- **Written problem**
Rewrite the data below so that every occurrence of "thickest part" becomes "widest part", leaving everything else unchanged.

Records of labeled points:
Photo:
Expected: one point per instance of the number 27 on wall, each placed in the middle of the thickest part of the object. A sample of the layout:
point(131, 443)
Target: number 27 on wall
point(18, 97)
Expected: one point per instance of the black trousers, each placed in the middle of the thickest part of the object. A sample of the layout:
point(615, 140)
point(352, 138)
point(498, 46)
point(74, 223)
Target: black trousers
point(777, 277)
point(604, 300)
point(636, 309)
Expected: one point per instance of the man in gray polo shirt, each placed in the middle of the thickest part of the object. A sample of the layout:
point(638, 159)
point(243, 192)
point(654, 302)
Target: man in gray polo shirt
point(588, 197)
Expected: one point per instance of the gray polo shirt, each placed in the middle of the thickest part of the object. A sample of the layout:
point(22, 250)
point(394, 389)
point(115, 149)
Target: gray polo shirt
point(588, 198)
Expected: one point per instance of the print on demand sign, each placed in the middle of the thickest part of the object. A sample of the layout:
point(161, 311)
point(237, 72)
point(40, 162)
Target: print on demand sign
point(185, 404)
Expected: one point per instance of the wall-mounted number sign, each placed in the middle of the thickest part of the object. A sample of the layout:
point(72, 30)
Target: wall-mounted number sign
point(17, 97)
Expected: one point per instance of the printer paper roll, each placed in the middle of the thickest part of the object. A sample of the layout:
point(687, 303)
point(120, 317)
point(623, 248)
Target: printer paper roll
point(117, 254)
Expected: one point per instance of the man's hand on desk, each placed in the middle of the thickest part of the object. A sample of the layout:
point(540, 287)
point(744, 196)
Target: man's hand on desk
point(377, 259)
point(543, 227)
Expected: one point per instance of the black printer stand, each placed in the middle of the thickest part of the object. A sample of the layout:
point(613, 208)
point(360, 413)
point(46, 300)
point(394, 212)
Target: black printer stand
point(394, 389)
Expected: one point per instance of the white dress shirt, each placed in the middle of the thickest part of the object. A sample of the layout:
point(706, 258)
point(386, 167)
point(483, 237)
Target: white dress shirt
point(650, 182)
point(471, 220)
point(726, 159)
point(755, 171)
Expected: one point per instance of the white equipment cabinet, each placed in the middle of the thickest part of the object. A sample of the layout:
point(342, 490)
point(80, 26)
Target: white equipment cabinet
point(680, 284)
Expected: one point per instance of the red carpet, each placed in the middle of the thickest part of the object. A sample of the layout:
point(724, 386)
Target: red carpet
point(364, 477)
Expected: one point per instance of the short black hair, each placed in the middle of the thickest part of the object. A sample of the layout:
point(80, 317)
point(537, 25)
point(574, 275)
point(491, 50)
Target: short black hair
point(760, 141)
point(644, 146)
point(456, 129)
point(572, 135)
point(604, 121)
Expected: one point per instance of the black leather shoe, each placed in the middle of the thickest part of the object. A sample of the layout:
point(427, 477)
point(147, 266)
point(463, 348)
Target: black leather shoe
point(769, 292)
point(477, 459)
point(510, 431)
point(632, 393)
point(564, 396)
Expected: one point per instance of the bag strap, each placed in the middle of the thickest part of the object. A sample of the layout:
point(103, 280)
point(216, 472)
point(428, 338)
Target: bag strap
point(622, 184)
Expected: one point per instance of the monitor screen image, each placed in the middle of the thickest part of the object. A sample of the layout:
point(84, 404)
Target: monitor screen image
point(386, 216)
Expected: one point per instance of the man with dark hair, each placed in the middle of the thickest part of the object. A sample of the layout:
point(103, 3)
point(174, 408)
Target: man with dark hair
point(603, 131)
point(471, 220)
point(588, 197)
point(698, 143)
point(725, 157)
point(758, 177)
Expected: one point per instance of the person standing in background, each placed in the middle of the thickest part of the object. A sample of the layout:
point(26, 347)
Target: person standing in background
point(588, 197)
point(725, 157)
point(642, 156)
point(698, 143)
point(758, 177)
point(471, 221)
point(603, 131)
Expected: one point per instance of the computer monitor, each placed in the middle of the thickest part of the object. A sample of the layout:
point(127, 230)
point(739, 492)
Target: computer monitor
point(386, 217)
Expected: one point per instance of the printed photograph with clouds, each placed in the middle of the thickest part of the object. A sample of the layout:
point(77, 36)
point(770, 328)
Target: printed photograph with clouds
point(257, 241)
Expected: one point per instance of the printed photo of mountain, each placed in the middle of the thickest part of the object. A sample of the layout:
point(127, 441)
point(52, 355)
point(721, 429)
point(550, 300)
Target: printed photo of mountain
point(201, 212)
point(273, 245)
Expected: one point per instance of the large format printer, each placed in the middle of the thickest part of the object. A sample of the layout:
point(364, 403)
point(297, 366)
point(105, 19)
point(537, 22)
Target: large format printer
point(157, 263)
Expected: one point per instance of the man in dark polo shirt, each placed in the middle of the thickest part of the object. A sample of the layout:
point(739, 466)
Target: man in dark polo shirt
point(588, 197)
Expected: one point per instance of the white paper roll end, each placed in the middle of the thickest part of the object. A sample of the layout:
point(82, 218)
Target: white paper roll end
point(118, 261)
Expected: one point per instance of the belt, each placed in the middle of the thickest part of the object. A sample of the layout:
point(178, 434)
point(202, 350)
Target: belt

- **Solution**
Photo:
Expected: one point per instance of the number 27 on wall, each placed in the middle of the widest part of the object. A sample of the layout:
point(131, 443)
Target: number 27 on wall
point(18, 97)
Expected: one point per instance of the black trousers, each placed in the middle of the widest part of the object. A sample of the layout:
point(615, 140)
point(352, 138)
point(498, 46)
point(74, 223)
Target: black trousers
point(777, 277)
point(604, 300)
point(636, 309)
Expected: one point per instance of the man in gray polo shirt, each placed in the middle of the widest part of the object. A sample of the layout:
point(638, 159)
point(243, 192)
point(654, 302)
Target: man in gray polo shirt
point(588, 197)
Expected: one point per instance of the gray polo shirt, each placed in the middle of the widest part of the object. A sample of the layout:
point(22, 250)
point(394, 389)
point(115, 149)
Target: gray polo shirt
point(588, 198)
Expected: one point per instance of the print on demand sign, each placed in the middle of the widest part of the object. A sample of the layout:
point(161, 311)
point(237, 72)
point(40, 162)
Target: print on demand sign
point(185, 404)
Expected: one point per instance of the wall-mounted number sign, each placed in the middle of the widest part of the object. A sample of the layout:
point(72, 30)
Target: wall-mounted number sign
point(17, 97)
Expected: one point per instance of the printer paper roll, each placed in the middle of the widest part of the object. A sample of the layout:
point(687, 303)
point(120, 317)
point(623, 248)
Target: printer paper roll
point(117, 254)
Expected: one point per instance of the man's hand on desk, each placed in the middle of the widest part of the object. A sample of the layout:
point(540, 287)
point(744, 196)
Target: man's hand on desk
point(377, 259)
point(543, 227)
Expected: one point per instance of the black printer stand, each placed in the middle of the widest part of the object. A sample of the layout:
point(613, 208)
point(360, 413)
point(46, 300)
point(394, 212)
Target: black printer stand
point(394, 389)
Expected: one point per instance of the white dress shirt, each placed in the middle of the widest part of the object. A sample of the layout:
point(706, 258)
point(386, 167)
point(483, 237)
Target: white dress shirt
point(650, 182)
point(471, 220)
point(726, 159)
point(755, 171)
Expected: one point per instance of the white equipment cabinet, each placed in the middle of the widest part of the object. A sample of the layout:
point(342, 490)
point(80, 26)
Target: white equipment cabinet
point(680, 284)
Expected: one point per instance of the red carpet, each placed in the middle of the widest part of the object. A sample of the layout:
point(724, 386)
Target: red carpet
point(364, 477)
Expected: one point per instance of the short black hair, each placed in the middle of the widest part of the object. A sample of the layout:
point(80, 317)
point(537, 25)
point(574, 275)
point(491, 50)
Target: short black hair
point(760, 141)
point(644, 146)
point(456, 129)
point(572, 135)
point(604, 121)
Expected: one point per instance of the black leather shoe, each placed in the middle of the widest part of the object. A sample of the layout:
point(427, 477)
point(147, 266)
point(463, 348)
Target: black leather shoe
point(769, 292)
point(477, 459)
point(510, 431)
point(632, 393)
point(564, 396)
Expected: one point per instance of the bag strap, each placed in the middle of the widest part of the object. A sample of the layout:
point(103, 280)
point(216, 472)
point(428, 338)
Target: bag strap
point(622, 184)
Expected: one point per instance of the monitor screen image, each placed in the middle of the widest part of the object. A sample of the layout:
point(84, 404)
Target: monitor screen image
point(386, 216)
Expected: one point per instance of the man with dark hair, each placed in the middle of the widest part of the object. A sample of the layout:
point(103, 3)
point(174, 408)
Target: man with dark hair
point(603, 131)
point(471, 220)
point(588, 197)
point(698, 143)
point(725, 157)
point(758, 177)
Expected: one point per instance of the person standing in background, each placed in the middle of the widest part of the object. A sample of the layout:
point(26, 347)
Target: person standing in background
point(588, 197)
point(725, 157)
point(642, 156)
point(698, 143)
point(758, 177)
point(471, 221)
point(603, 131)
Expected: one point per instance of the computer monitor, each placed in the middle of the widest part of the object. A sample of the layout:
point(127, 230)
point(739, 492)
Target: computer monitor
point(386, 217)
Expected: one point per instance of the printed photograph with clouds, each placed in the middle of the widest part of the object. A sample of the layout:
point(77, 36)
point(770, 328)
Target: printed photograph with clouds
point(257, 241)
Expected: one point per instance of the printed photo of mountain, each placed in the middle of the widest part of the object. A sample of the layout:
point(127, 441)
point(52, 355)
point(721, 429)
point(550, 300)
Target: printed photo of mountain
point(201, 212)
point(273, 245)
Expected: one point per instance of the large format printer, each placed in the middle of the widest part of the object. A sample of the layout:
point(364, 403)
point(297, 366)
point(105, 19)
point(537, 22)
Target: large format printer
point(157, 263)
Expected: one point per instance of the man in dark polo shirt, each placed in the middle of the widest part of the object. A sample of the layout:
point(739, 466)
Target: man in dark polo shirt
point(588, 197)
Expected: one point per instance of the white paper roll end, each placed in the middle of the widest part of the object. A sample of the layout:
point(82, 218)
Target: white paper roll end
point(118, 261)
Expected: one point per instance of the belt, each placed in the middle of the widest part of the object. A sample of the layout:
point(178, 434)
point(202, 350)
Target: belt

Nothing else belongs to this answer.